Com’è la vita da Manager del museo bianconero, il “J Museum”?
Nei primi 8 anni mi sono occupato di Marketing lavorando su diversi progetti, culminati con l’organizzazione della
Cerimonia di inaugurazione del nuovo stadio e poi con la realizzazione del Museo. Da quando esiste il Museo ne sono
il curatore, e coordino tutti i Tour di chi viene a visitare anche lo stadio. E’ stata ed è una bella opportunità perché
siamo stati i primi in Italia a realizzare qualcosa di livello internazionale.
Il mio è un lavoro sempre nuovo: organizziamo mostre temporanee, eventi, e investiamo continuamente in nuove
tecnologie e in nuove installazioni. Lo sguardo di questa azienda è sempre rivolto al futuro: lo dice il nostro claim
“Live-ahead”, e lo dice il nostro nome: Juventus deriva dalla parola Gioventù, che è un periodo della vita in cui si
guarda sempre al domani, con entusiasmo. Con la realizzazione del Museo la Juventus ha voluto però celebrare e
onorare il proprio passato, creando quello che oggi è un asset molto importante, non solo da un punto di vista
economico, ma ancora di più in termini di immagine: il nostro Museo è come fosse un biglietto da visita dell’azienda,
è il salotto del Club, in cui si ritrovano le leggende del passato, i nostri ospiti, gli sponsor, i vertici del Club stesso. Il
Presidente Agnelli ogni volta che ne ha la possibilità viene sempre con piacere al Museo, e ogni volta definisce la sua
visita come un’esperienza sempre nuova, data la varietà non solo della nostra collezione ma anche dei tanti
contenuti presenti.

» **COMPITO 1**
Rispondi alle domande sull'estratto dedicato al J Museum.
(a) Di quale settore si è occupato l'intervistato nei primi 8 anni?
(b) Qual è il claim dell'azienda?
(c) Da quale parola deriva il nome Juventus?
» **COMPITO 2**
Indica se ciascuna affermazione concorda con l'estratto sul J Museum, rispondendo sì o no e citando le parole decisive del testo.
(a) Il Museo è stato realizzato prima della Cerimonia di inaugurazione del nuovo stadio.
(b) L'intervistato coordina i tour dei visitatori che vedono anche lo stadio.
(c) Il Museo è considerato un asset importante soltanto dal punto di vista economico.
Per rispondere ci si basa soltanto sull'estratto del documento.

» **DATI REGISTRATI**
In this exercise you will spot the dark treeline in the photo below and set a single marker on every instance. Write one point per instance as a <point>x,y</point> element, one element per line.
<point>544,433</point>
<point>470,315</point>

» **SOLUZIONE SCRITTA 1**
(a) Del Marketing.
(b) "Live-ahead".
(c) Dalla parola Gioventù.

» **SOLUZIONE SCRITTA 2**
(a) No: «culminati con l’organizzazione della Cerimonia di inaugurazione del nuovo stadio e poi con la realizzazione del Museo».
(b) Sì: «coordino tutti i Tour di chi viene a visitare anche lo stadio».
(c) No: «non solo da un punto di vista economico, ma ancora di più in termini di immagine».